- What is being asked: Please recast the stretch from the line containing "Find the horse eye;" through the end of the lines as a Markdown table with the columns "Row" and "Text", numbering each line and leaving out blank ones.

- The records:

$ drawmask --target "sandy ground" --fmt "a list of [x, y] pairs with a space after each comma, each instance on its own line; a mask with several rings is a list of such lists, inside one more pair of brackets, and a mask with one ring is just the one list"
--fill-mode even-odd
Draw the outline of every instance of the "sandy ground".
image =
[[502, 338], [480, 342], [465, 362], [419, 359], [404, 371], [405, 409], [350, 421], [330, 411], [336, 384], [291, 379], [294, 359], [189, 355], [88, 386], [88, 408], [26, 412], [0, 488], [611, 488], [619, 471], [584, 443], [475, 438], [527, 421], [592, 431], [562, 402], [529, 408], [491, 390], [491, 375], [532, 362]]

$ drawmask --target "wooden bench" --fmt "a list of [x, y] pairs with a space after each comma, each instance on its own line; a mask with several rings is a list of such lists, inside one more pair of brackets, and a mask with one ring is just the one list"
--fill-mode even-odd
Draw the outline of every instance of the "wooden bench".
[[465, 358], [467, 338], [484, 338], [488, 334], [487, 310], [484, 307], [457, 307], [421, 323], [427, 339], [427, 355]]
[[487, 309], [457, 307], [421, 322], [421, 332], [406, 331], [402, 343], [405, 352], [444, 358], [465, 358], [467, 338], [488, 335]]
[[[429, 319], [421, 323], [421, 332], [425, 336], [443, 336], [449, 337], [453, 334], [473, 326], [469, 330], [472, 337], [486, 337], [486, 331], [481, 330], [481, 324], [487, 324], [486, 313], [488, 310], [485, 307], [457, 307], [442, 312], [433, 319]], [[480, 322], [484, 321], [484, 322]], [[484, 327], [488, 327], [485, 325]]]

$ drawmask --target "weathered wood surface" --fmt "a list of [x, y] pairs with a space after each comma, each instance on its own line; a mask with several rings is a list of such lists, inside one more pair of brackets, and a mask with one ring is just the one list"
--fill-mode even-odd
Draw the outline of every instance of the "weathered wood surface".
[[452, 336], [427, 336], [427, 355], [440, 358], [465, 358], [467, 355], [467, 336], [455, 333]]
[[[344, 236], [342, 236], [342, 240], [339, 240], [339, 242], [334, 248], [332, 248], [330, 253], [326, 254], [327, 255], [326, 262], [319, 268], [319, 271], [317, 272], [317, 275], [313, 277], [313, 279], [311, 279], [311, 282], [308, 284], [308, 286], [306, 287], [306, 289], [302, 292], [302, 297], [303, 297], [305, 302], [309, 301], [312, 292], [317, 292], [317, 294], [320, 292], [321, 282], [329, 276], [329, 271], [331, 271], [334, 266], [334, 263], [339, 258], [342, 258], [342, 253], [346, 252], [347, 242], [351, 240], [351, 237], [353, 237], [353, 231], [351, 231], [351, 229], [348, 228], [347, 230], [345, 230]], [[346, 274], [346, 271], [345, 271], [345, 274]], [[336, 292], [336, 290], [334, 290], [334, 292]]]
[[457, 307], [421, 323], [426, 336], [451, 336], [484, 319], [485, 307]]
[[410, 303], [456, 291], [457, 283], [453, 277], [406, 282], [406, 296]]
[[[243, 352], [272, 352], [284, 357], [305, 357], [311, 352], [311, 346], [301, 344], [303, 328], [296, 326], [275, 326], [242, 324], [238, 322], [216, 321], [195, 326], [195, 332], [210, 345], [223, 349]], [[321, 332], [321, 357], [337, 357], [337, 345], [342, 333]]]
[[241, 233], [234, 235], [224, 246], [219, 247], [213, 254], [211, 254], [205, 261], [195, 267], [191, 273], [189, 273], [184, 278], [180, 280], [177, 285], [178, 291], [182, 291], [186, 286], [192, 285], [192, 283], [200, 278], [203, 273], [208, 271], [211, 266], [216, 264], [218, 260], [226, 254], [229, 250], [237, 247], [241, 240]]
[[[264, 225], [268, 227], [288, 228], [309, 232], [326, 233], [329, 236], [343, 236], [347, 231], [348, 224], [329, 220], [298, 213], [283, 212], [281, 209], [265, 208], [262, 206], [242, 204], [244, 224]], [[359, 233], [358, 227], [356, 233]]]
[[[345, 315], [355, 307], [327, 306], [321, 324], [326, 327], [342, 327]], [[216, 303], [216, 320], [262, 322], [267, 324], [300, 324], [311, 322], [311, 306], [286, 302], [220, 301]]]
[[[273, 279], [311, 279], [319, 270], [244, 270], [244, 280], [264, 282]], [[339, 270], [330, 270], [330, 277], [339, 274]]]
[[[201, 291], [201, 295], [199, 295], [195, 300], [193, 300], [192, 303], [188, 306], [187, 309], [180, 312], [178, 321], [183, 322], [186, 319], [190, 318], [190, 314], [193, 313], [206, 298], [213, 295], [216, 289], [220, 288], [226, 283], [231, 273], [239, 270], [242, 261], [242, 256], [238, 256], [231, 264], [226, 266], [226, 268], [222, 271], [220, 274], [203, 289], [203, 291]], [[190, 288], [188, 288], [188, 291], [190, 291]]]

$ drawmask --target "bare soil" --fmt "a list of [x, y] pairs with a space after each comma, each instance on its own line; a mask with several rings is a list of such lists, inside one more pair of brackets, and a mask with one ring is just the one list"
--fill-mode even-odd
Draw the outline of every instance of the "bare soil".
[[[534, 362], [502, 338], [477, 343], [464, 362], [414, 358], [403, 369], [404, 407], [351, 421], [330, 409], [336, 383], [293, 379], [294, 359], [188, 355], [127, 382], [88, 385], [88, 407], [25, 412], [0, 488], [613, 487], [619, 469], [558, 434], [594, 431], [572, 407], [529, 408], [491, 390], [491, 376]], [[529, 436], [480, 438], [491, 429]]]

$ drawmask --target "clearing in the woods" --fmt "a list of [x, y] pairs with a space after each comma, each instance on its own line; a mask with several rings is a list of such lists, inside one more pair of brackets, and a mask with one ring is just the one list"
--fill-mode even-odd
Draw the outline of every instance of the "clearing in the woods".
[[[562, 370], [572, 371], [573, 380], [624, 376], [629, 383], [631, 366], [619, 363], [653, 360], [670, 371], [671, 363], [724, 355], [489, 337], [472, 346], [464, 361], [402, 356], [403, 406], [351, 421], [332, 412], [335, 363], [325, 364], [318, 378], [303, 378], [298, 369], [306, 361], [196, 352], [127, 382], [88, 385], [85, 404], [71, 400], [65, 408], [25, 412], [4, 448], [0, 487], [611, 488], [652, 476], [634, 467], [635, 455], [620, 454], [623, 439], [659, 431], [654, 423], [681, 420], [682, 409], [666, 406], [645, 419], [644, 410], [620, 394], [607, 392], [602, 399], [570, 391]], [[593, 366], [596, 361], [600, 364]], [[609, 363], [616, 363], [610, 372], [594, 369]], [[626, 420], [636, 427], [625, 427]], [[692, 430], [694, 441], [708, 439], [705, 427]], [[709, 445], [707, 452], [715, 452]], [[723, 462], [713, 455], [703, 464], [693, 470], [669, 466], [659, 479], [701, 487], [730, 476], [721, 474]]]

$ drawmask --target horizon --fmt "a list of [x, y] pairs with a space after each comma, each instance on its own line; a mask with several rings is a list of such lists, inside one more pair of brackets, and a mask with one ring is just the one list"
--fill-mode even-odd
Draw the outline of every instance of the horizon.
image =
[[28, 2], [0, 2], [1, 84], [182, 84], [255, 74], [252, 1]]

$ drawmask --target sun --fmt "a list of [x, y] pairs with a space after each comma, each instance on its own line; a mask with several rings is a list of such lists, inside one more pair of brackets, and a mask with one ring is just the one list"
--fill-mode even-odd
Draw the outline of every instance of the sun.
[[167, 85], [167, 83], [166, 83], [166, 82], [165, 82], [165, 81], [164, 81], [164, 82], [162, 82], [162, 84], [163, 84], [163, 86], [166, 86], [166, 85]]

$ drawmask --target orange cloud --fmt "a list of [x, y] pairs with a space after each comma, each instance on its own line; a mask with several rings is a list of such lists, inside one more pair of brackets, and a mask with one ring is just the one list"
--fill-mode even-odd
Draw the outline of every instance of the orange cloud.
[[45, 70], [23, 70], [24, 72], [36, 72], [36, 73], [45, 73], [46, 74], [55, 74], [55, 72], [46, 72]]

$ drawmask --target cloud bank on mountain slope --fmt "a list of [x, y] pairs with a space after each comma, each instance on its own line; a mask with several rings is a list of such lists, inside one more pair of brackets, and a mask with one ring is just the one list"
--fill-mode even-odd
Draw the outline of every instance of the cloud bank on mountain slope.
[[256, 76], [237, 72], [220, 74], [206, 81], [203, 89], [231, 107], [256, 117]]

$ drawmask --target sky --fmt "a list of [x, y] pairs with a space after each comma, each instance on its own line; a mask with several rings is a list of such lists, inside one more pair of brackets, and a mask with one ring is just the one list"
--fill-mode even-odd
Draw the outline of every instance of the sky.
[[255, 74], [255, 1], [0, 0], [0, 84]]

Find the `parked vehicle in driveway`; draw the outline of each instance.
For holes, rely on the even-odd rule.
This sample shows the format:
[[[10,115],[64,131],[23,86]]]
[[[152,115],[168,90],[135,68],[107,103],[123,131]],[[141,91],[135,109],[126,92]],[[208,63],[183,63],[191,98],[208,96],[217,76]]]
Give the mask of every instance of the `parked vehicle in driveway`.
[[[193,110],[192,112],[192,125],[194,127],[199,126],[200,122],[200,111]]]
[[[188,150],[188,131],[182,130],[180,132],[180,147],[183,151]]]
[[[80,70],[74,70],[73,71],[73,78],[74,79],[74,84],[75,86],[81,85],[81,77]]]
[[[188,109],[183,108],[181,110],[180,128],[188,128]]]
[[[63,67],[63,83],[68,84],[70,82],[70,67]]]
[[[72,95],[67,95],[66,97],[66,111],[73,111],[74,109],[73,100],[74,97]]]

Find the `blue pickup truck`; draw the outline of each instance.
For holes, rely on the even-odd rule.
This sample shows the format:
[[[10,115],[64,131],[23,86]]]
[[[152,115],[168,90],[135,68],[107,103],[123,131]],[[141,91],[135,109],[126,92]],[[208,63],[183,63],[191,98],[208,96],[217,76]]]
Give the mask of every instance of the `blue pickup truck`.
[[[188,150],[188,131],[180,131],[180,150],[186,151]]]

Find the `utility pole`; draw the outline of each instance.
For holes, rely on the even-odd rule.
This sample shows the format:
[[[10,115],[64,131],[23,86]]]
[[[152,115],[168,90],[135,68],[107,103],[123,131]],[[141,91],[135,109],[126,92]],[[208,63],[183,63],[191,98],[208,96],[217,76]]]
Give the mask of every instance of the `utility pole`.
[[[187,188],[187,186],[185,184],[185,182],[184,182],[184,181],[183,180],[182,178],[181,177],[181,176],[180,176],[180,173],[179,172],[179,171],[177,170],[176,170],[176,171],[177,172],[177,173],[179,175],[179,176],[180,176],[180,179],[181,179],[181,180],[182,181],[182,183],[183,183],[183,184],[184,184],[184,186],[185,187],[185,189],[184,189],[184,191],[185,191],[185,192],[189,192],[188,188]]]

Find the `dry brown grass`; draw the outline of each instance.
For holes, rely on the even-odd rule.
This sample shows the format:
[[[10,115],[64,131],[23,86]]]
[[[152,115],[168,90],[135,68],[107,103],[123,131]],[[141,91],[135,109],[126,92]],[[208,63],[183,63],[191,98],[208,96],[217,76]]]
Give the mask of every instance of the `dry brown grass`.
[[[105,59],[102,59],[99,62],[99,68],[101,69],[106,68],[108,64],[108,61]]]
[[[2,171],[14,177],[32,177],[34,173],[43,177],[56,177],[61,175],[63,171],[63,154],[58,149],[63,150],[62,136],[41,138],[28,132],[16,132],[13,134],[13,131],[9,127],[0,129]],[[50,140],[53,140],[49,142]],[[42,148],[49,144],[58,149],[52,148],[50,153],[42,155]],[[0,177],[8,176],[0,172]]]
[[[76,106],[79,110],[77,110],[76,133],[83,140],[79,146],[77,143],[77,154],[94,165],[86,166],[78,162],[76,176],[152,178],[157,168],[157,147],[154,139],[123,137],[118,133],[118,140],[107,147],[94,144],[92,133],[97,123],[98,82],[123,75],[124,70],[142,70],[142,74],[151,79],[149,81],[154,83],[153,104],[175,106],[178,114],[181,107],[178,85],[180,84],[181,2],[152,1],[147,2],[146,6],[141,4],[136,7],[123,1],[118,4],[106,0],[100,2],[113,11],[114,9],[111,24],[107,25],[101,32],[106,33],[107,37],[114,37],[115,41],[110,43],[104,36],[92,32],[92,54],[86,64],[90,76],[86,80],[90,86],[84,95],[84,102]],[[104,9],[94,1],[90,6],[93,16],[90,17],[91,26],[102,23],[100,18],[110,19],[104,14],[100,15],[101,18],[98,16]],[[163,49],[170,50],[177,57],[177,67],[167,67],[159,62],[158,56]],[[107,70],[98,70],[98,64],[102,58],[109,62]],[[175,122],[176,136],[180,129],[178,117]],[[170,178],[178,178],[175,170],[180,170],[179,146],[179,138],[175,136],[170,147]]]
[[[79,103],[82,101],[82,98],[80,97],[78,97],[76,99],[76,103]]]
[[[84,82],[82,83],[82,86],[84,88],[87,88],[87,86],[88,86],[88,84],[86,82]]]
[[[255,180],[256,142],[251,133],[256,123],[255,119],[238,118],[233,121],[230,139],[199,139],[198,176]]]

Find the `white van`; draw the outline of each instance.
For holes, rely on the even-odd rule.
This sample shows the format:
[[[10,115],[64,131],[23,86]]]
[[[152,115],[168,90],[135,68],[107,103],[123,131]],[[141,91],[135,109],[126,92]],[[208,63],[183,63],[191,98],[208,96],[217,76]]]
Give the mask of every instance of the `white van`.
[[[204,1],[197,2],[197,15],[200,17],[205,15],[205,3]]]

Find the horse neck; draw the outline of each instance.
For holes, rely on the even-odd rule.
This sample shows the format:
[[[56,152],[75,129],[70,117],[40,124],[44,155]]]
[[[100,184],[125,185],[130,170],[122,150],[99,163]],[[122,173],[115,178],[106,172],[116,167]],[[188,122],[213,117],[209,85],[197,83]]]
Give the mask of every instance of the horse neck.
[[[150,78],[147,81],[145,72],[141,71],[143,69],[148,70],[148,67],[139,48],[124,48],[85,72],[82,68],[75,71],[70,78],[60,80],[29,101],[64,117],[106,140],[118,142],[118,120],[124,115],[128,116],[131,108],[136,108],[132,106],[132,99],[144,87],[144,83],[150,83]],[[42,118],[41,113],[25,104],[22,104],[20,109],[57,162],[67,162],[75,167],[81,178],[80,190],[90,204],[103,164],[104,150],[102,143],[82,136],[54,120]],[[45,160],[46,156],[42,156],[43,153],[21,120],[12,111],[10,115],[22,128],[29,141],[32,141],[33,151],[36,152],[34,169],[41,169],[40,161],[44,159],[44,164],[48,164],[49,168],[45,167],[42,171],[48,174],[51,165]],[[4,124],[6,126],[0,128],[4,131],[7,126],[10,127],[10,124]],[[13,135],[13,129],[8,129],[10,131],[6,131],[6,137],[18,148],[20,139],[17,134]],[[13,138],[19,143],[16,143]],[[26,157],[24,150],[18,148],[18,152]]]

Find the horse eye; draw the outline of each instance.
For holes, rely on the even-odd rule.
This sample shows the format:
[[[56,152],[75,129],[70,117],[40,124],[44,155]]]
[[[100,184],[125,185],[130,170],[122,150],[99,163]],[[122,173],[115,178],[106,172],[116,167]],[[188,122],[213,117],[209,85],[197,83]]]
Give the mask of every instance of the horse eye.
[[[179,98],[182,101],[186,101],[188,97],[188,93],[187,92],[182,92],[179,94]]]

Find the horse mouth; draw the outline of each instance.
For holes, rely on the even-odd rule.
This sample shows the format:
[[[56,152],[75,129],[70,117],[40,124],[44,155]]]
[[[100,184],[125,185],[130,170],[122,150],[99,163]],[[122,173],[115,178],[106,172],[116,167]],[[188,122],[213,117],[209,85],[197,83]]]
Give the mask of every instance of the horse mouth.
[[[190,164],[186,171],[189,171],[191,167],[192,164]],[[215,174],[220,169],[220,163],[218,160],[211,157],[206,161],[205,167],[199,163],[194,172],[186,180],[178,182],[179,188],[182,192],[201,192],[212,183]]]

- Written solution:
| Row | Text |
|---|---|
| 1 | Find the horse eye; draw the outline of each instance. |
| 2 | For holes, rely on the even-odd rule. |
| 3 | This sample shows the format: |
| 4 | [[[56,152],[75,129],[70,117],[40,124],[44,155]]] |
| 5 | [[[100,184],[125,185],[130,170],[122,150],[99,163]],[[122,173],[115,178],[106,172],[116,167]],[[188,122],[213,117],[209,85],[197,83]]] |
| 6 | Give the mask of every instance of the horse eye. |
| 7 | [[[179,98],[182,101],[186,101],[188,97],[188,93],[187,92],[182,92],[179,94]]] |
| 8 | Find the horse mouth; draw the outline of each instance. |
| 9 | For holes, rely on the even-odd rule. |
| 10 | This sample shows the format: |
| 11 | [[[56,152],[75,129],[70,117],[40,124],[44,155]]] |
| 12 | [[[100,184],[125,185],[130,170],[122,150],[99,163]],[[122,173],[115,178],[106,172],[116,167]],[[188,122],[213,117],[209,85],[197,83]]] |
| 13 | Give the mask of every instance of the horse mouth. |
| 14 | [[[190,164],[186,171],[189,171],[191,167],[192,164]],[[215,174],[220,169],[220,163],[218,160],[211,157],[206,161],[205,167],[199,163],[194,172],[186,180],[178,182],[179,188],[182,192],[201,192],[212,183]]] |